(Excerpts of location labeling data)
·····

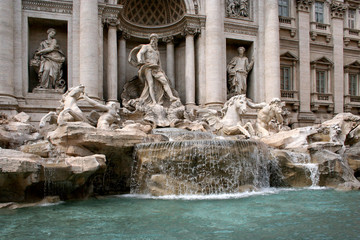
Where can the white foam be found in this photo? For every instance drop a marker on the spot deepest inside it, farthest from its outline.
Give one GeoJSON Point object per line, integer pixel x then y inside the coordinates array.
{"type": "Point", "coordinates": [265, 191]}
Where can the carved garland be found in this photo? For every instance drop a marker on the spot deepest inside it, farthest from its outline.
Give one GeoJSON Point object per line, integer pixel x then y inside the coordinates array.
{"type": "Point", "coordinates": [47, 6]}
{"type": "Point", "coordinates": [304, 5]}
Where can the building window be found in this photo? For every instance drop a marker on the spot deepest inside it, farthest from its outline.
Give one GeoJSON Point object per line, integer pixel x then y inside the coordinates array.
{"type": "Point", "coordinates": [321, 82]}
{"type": "Point", "coordinates": [286, 79]}
{"type": "Point", "coordinates": [284, 8]}
{"type": "Point", "coordinates": [351, 18]}
{"type": "Point", "coordinates": [354, 84]}
{"type": "Point", "coordinates": [319, 12]}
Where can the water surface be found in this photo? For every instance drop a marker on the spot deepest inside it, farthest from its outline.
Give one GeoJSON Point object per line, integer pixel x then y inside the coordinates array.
{"type": "Point", "coordinates": [271, 214]}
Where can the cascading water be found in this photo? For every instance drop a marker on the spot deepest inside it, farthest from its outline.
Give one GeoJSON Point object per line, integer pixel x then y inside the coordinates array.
{"type": "Point", "coordinates": [199, 167]}
{"type": "Point", "coordinates": [303, 159]}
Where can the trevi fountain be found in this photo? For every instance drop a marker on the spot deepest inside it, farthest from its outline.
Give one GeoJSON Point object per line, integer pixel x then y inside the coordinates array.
{"type": "Point", "coordinates": [152, 167]}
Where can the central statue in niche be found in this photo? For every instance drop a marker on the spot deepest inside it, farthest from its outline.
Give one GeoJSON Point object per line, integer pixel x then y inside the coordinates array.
{"type": "Point", "coordinates": [150, 72]}
{"type": "Point", "coordinates": [238, 69]}
{"type": "Point", "coordinates": [158, 101]}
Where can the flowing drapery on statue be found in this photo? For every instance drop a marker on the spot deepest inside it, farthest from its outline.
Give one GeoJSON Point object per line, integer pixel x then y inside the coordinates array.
{"type": "Point", "coordinates": [48, 61]}
{"type": "Point", "coordinates": [238, 69]}
{"type": "Point", "coordinates": [146, 57]}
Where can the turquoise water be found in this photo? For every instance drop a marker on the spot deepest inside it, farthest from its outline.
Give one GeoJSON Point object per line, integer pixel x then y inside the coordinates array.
{"type": "Point", "coordinates": [272, 214]}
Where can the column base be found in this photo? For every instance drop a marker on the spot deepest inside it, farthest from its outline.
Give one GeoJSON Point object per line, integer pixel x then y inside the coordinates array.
{"type": "Point", "coordinates": [305, 119]}
{"type": "Point", "coordinates": [215, 105]}
{"type": "Point", "coordinates": [8, 105]}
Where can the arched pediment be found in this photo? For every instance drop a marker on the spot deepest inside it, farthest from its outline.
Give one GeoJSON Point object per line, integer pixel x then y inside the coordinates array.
{"type": "Point", "coordinates": [153, 12]}
{"type": "Point", "coordinates": [355, 64]}
{"type": "Point", "coordinates": [289, 56]}
{"type": "Point", "coordinates": [323, 61]}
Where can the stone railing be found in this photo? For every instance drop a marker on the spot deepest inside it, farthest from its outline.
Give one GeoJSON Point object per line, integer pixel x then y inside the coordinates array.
{"type": "Point", "coordinates": [288, 23]}
{"type": "Point", "coordinates": [351, 102]}
{"type": "Point", "coordinates": [322, 99]}
{"type": "Point", "coordinates": [290, 94]}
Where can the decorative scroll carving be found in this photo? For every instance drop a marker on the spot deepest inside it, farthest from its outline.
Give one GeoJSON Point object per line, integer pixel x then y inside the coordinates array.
{"type": "Point", "coordinates": [238, 8]}
{"type": "Point", "coordinates": [304, 5]}
{"type": "Point", "coordinates": [47, 62]}
{"type": "Point", "coordinates": [48, 6]}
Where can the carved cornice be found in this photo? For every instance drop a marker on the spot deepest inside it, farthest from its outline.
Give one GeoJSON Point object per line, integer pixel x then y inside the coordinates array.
{"type": "Point", "coordinates": [168, 39]}
{"type": "Point", "coordinates": [189, 21]}
{"type": "Point", "coordinates": [304, 5]}
{"type": "Point", "coordinates": [250, 30]}
{"type": "Point", "coordinates": [337, 9]}
{"type": "Point", "coordinates": [48, 6]}
{"type": "Point", "coordinates": [112, 22]}
{"type": "Point", "coordinates": [238, 9]}
{"type": "Point", "coordinates": [110, 14]}
{"type": "Point", "coordinates": [190, 31]}
{"type": "Point", "coordinates": [124, 35]}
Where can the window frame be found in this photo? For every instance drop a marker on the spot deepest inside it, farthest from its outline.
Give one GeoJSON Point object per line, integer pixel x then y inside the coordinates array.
{"type": "Point", "coordinates": [351, 21]}
{"type": "Point", "coordinates": [356, 91]}
{"type": "Point", "coordinates": [290, 79]}
{"type": "Point", "coordinates": [322, 84]}
{"type": "Point", "coordinates": [283, 7]}
{"type": "Point", "coordinates": [318, 14]}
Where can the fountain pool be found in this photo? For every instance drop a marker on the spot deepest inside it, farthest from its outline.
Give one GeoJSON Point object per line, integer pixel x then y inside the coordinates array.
{"type": "Point", "coordinates": [268, 214]}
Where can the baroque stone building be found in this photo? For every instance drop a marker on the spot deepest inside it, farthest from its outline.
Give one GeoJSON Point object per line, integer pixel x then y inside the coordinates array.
{"type": "Point", "coordinates": [306, 52]}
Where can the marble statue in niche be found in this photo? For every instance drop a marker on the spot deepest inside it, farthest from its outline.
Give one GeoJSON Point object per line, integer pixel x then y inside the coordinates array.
{"type": "Point", "coordinates": [237, 8]}
{"type": "Point", "coordinates": [47, 62]}
{"type": "Point", "coordinates": [146, 58]}
{"type": "Point", "coordinates": [238, 70]}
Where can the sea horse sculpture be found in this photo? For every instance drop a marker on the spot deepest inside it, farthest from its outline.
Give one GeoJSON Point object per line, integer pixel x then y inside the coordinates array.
{"type": "Point", "coordinates": [231, 121]}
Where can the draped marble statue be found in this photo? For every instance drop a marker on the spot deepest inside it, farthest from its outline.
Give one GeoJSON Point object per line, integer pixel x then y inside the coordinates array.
{"type": "Point", "coordinates": [150, 72]}
{"type": "Point", "coordinates": [238, 70]}
{"type": "Point", "coordinates": [48, 61]}
{"type": "Point", "coordinates": [157, 99]}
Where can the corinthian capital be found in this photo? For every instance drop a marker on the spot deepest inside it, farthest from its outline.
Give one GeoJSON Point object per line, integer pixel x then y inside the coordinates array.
{"type": "Point", "coordinates": [304, 5]}
{"type": "Point", "coordinates": [113, 22]}
{"type": "Point", "coordinates": [337, 9]}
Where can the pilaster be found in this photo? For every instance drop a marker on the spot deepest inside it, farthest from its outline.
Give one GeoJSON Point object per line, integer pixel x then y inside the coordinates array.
{"type": "Point", "coordinates": [89, 49]}
{"type": "Point", "coordinates": [170, 59]}
{"type": "Point", "coordinates": [189, 66]}
{"type": "Point", "coordinates": [7, 52]}
{"type": "Point", "coordinates": [214, 54]}
{"type": "Point", "coordinates": [303, 7]}
{"type": "Point", "coordinates": [337, 15]}
{"type": "Point", "coordinates": [272, 51]}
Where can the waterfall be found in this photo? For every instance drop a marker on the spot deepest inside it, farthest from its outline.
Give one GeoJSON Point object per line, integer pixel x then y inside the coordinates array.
{"type": "Point", "coordinates": [312, 169]}
{"type": "Point", "coordinates": [199, 166]}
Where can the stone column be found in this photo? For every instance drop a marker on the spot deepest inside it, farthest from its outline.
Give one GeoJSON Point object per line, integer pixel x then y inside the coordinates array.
{"type": "Point", "coordinates": [337, 14]}
{"type": "Point", "coordinates": [101, 58]}
{"type": "Point", "coordinates": [200, 68]}
{"type": "Point", "coordinates": [304, 76]}
{"type": "Point", "coordinates": [112, 76]}
{"type": "Point", "coordinates": [214, 51]}
{"type": "Point", "coordinates": [7, 51]}
{"type": "Point", "coordinates": [170, 60]}
{"type": "Point", "coordinates": [76, 44]}
{"type": "Point", "coordinates": [189, 67]}
{"type": "Point", "coordinates": [272, 50]}
{"type": "Point", "coordinates": [122, 61]}
{"type": "Point", "coordinates": [89, 51]}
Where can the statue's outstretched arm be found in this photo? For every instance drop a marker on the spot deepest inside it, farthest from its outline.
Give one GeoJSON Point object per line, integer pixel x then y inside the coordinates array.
{"type": "Point", "coordinates": [48, 49]}
{"type": "Point", "coordinates": [95, 103]}
{"type": "Point", "coordinates": [255, 105]}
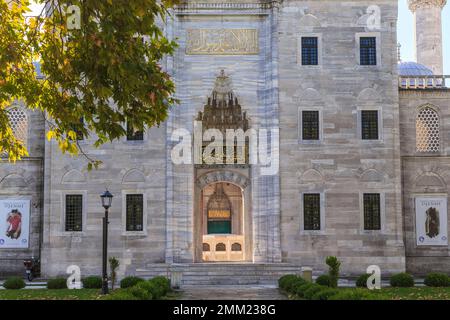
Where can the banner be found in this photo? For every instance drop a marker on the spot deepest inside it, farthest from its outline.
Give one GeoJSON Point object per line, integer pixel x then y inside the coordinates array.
{"type": "Point", "coordinates": [14, 224]}
{"type": "Point", "coordinates": [431, 221]}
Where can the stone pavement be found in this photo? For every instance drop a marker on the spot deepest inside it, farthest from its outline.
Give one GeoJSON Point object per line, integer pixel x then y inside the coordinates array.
{"type": "Point", "coordinates": [223, 292]}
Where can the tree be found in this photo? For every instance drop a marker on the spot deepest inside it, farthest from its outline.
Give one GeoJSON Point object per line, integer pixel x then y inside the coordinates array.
{"type": "Point", "coordinates": [102, 65]}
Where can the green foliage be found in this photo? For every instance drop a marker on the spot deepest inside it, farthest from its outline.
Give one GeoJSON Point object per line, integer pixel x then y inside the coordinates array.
{"type": "Point", "coordinates": [92, 282]}
{"type": "Point", "coordinates": [311, 291]}
{"type": "Point", "coordinates": [403, 280]}
{"type": "Point", "coordinates": [323, 280]}
{"type": "Point", "coordinates": [57, 283]}
{"type": "Point", "coordinates": [361, 282]}
{"type": "Point", "coordinates": [113, 265]}
{"type": "Point", "coordinates": [334, 265]}
{"type": "Point", "coordinates": [436, 279]}
{"type": "Point", "coordinates": [14, 283]}
{"type": "Point", "coordinates": [325, 294]}
{"type": "Point", "coordinates": [101, 72]}
{"type": "Point", "coordinates": [130, 281]}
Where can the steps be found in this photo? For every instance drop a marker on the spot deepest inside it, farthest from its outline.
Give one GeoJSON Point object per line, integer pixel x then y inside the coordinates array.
{"type": "Point", "coordinates": [195, 274]}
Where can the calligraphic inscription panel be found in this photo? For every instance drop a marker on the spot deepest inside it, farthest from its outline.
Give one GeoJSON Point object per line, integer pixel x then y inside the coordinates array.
{"type": "Point", "coordinates": [222, 41]}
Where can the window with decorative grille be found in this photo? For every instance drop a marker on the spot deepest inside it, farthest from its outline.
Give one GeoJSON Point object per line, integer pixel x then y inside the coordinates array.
{"type": "Point", "coordinates": [369, 124]}
{"type": "Point", "coordinates": [74, 212]}
{"type": "Point", "coordinates": [310, 125]}
{"type": "Point", "coordinates": [368, 51]}
{"type": "Point", "coordinates": [18, 121]}
{"type": "Point", "coordinates": [134, 135]}
{"type": "Point", "coordinates": [310, 51]}
{"type": "Point", "coordinates": [311, 211]}
{"type": "Point", "coordinates": [135, 212]}
{"type": "Point", "coordinates": [372, 211]}
{"type": "Point", "coordinates": [427, 131]}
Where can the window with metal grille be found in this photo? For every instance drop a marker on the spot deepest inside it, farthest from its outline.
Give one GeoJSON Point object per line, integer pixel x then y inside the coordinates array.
{"type": "Point", "coordinates": [135, 212]}
{"type": "Point", "coordinates": [369, 124]}
{"type": "Point", "coordinates": [311, 211]}
{"type": "Point", "coordinates": [368, 51]}
{"type": "Point", "coordinates": [74, 212]}
{"type": "Point", "coordinates": [427, 131]}
{"type": "Point", "coordinates": [134, 135]}
{"type": "Point", "coordinates": [310, 125]}
{"type": "Point", "coordinates": [372, 211]}
{"type": "Point", "coordinates": [310, 51]}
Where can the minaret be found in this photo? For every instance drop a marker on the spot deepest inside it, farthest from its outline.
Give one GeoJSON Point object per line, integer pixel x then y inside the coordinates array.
{"type": "Point", "coordinates": [428, 32]}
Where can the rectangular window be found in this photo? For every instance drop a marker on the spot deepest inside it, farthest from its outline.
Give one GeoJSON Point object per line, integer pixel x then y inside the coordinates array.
{"type": "Point", "coordinates": [372, 211]}
{"type": "Point", "coordinates": [310, 125]}
{"type": "Point", "coordinates": [369, 124]}
{"type": "Point", "coordinates": [310, 51]}
{"type": "Point", "coordinates": [311, 211]}
{"type": "Point", "coordinates": [133, 135]}
{"type": "Point", "coordinates": [74, 212]}
{"type": "Point", "coordinates": [368, 51]}
{"type": "Point", "coordinates": [135, 212]}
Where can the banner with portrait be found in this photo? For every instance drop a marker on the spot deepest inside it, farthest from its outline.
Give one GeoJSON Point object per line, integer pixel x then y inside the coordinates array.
{"type": "Point", "coordinates": [14, 224]}
{"type": "Point", "coordinates": [431, 221]}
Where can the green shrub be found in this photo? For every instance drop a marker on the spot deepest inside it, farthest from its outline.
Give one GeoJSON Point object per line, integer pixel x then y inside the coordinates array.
{"type": "Point", "coordinates": [334, 265]}
{"type": "Point", "coordinates": [300, 290]}
{"type": "Point", "coordinates": [130, 281]}
{"type": "Point", "coordinates": [361, 282]}
{"type": "Point", "coordinates": [325, 294]}
{"type": "Point", "coordinates": [323, 280]}
{"type": "Point", "coordinates": [120, 294]}
{"type": "Point", "coordinates": [436, 279]}
{"type": "Point", "coordinates": [402, 280]}
{"type": "Point", "coordinates": [139, 292]}
{"type": "Point", "coordinates": [14, 283]}
{"type": "Point", "coordinates": [57, 283]}
{"type": "Point", "coordinates": [92, 282]}
{"type": "Point", "coordinates": [311, 291]}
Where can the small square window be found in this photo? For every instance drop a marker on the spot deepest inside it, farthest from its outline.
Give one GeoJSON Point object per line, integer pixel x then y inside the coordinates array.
{"type": "Point", "coordinates": [372, 212]}
{"type": "Point", "coordinates": [310, 51]}
{"type": "Point", "coordinates": [310, 125]}
{"type": "Point", "coordinates": [368, 51]}
{"type": "Point", "coordinates": [369, 125]}
{"type": "Point", "coordinates": [74, 212]}
{"type": "Point", "coordinates": [311, 211]}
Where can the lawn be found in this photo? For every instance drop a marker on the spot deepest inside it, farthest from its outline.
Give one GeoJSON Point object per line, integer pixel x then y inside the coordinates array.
{"type": "Point", "coordinates": [46, 294]}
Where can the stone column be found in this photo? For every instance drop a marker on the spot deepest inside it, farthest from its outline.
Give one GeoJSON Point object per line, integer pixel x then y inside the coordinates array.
{"type": "Point", "coordinates": [428, 32]}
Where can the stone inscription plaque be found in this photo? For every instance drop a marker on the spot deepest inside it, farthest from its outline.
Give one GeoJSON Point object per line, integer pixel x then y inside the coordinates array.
{"type": "Point", "coordinates": [222, 41]}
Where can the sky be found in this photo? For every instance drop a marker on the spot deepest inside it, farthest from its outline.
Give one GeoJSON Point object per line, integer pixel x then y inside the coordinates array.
{"type": "Point", "coordinates": [406, 30]}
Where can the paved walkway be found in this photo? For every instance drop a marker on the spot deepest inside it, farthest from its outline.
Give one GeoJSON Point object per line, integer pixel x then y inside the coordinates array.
{"type": "Point", "coordinates": [221, 292]}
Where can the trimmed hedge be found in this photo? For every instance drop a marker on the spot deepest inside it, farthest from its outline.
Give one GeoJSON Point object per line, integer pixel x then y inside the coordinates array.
{"type": "Point", "coordinates": [130, 281]}
{"type": "Point", "coordinates": [14, 283]}
{"type": "Point", "coordinates": [323, 280]}
{"type": "Point", "coordinates": [436, 279]}
{"type": "Point", "coordinates": [361, 282]}
{"type": "Point", "coordinates": [57, 283]}
{"type": "Point", "coordinates": [92, 282]}
{"type": "Point", "coordinates": [402, 280]}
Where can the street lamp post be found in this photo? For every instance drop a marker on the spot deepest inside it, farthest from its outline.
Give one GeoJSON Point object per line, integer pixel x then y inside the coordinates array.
{"type": "Point", "coordinates": [106, 203]}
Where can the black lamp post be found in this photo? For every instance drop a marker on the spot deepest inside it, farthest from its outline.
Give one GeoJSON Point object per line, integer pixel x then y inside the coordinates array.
{"type": "Point", "coordinates": [106, 203]}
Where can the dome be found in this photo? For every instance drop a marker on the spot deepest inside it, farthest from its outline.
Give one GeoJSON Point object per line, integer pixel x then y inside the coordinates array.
{"type": "Point", "coordinates": [406, 69]}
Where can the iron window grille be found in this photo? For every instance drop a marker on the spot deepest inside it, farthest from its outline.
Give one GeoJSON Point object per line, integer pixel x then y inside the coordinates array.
{"type": "Point", "coordinates": [74, 212]}
{"type": "Point", "coordinates": [310, 51]}
{"type": "Point", "coordinates": [310, 125]}
{"type": "Point", "coordinates": [372, 211]}
{"type": "Point", "coordinates": [135, 212]}
{"type": "Point", "coordinates": [368, 51]}
{"type": "Point", "coordinates": [311, 211]}
{"type": "Point", "coordinates": [369, 124]}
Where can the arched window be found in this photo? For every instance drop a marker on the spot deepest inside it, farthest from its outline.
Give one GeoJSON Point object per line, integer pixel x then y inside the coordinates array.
{"type": "Point", "coordinates": [427, 131]}
{"type": "Point", "coordinates": [19, 124]}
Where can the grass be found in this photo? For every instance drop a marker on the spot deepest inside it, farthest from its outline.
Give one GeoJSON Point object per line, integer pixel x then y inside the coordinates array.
{"type": "Point", "coordinates": [46, 294]}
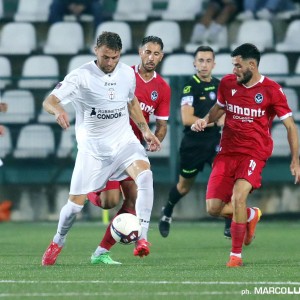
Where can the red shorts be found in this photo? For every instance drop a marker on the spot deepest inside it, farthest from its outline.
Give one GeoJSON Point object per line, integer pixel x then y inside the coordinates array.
{"type": "Point", "coordinates": [94, 197]}
{"type": "Point", "coordinates": [227, 169]}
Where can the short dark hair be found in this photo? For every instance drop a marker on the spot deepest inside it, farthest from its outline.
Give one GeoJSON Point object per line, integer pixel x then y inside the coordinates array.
{"type": "Point", "coordinates": [152, 39]}
{"type": "Point", "coordinates": [110, 39]}
{"type": "Point", "coordinates": [204, 49]}
{"type": "Point", "coordinates": [247, 51]}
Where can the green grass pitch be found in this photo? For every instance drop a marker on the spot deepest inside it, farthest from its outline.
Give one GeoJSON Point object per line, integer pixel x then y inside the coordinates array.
{"type": "Point", "coordinates": [189, 264]}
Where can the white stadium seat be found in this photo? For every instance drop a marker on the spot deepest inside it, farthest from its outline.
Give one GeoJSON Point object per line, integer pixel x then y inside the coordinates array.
{"type": "Point", "coordinates": [17, 38]}
{"type": "Point", "coordinates": [168, 31]}
{"type": "Point", "coordinates": [133, 10]}
{"type": "Point", "coordinates": [39, 71]}
{"type": "Point", "coordinates": [32, 11]}
{"type": "Point", "coordinates": [178, 12]}
{"type": "Point", "coordinates": [21, 107]}
{"type": "Point", "coordinates": [257, 32]}
{"type": "Point", "coordinates": [5, 71]}
{"type": "Point", "coordinates": [121, 28]}
{"type": "Point", "coordinates": [35, 141]}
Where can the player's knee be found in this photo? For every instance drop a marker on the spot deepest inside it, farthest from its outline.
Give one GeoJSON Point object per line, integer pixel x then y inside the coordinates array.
{"type": "Point", "coordinates": [213, 210]}
{"type": "Point", "coordinates": [73, 207]}
{"type": "Point", "coordinates": [144, 180]}
{"type": "Point", "coordinates": [183, 190]}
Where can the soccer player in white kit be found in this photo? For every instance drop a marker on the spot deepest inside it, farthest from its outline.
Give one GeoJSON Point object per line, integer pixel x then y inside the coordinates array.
{"type": "Point", "coordinates": [102, 93]}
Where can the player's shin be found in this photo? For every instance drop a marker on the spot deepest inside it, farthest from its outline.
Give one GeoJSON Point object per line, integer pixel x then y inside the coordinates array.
{"type": "Point", "coordinates": [144, 201]}
{"type": "Point", "coordinates": [66, 219]}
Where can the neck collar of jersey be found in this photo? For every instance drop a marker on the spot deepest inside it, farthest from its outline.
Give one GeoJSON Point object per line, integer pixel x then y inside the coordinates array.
{"type": "Point", "coordinates": [259, 81]}
{"type": "Point", "coordinates": [136, 70]}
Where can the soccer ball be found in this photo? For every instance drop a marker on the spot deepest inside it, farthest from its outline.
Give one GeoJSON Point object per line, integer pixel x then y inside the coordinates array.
{"type": "Point", "coordinates": [126, 229]}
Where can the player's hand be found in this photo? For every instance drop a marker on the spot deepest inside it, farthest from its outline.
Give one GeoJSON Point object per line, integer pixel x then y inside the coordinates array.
{"type": "Point", "coordinates": [295, 170]}
{"type": "Point", "coordinates": [152, 141]}
{"type": "Point", "coordinates": [62, 119]}
{"type": "Point", "coordinates": [199, 125]}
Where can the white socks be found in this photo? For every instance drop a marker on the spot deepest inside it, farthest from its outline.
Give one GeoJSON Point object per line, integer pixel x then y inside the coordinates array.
{"type": "Point", "coordinates": [144, 201]}
{"type": "Point", "coordinates": [66, 219]}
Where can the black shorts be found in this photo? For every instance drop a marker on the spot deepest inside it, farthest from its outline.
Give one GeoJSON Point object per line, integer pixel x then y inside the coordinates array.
{"type": "Point", "coordinates": [195, 153]}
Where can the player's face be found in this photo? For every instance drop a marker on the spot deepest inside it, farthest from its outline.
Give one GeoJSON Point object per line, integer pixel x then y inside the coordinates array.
{"type": "Point", "coordinates": [241, 69]}
{"type": "Point", "coordinates": [107, 58]}
{"type": "Point", "coordinates": [151, 55]}
{"type": "Point", "coordinates": [204, 63]}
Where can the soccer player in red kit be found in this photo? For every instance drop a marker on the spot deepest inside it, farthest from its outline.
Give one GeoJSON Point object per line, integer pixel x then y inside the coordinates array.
{"type": "Point", "coordinates": [154, 96]}
{"type": "Point", "coordinates": [250, 101]}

·····

→ **WHAT THIS TASK INVOLVES**: Reproduce the part of the listing that opens with the line containing "Where can the soccer player in red" and runs through the end of the listing, changing "marker" to "pin" and leaving everything else as it stands.

→ **WRITTEN SOLUTION**:
Where can the soccer player in red kit be found in this photo? For every instance drop a pin on the spot deepest inside it, farthest from its outline.
Give one GeoJSON Point object per line, integer pixel x then y inside the coordinates array.
{"type": "Point", "coordinates": [154, 96]}
{"type": "Point", "coordinates": [250, 101]}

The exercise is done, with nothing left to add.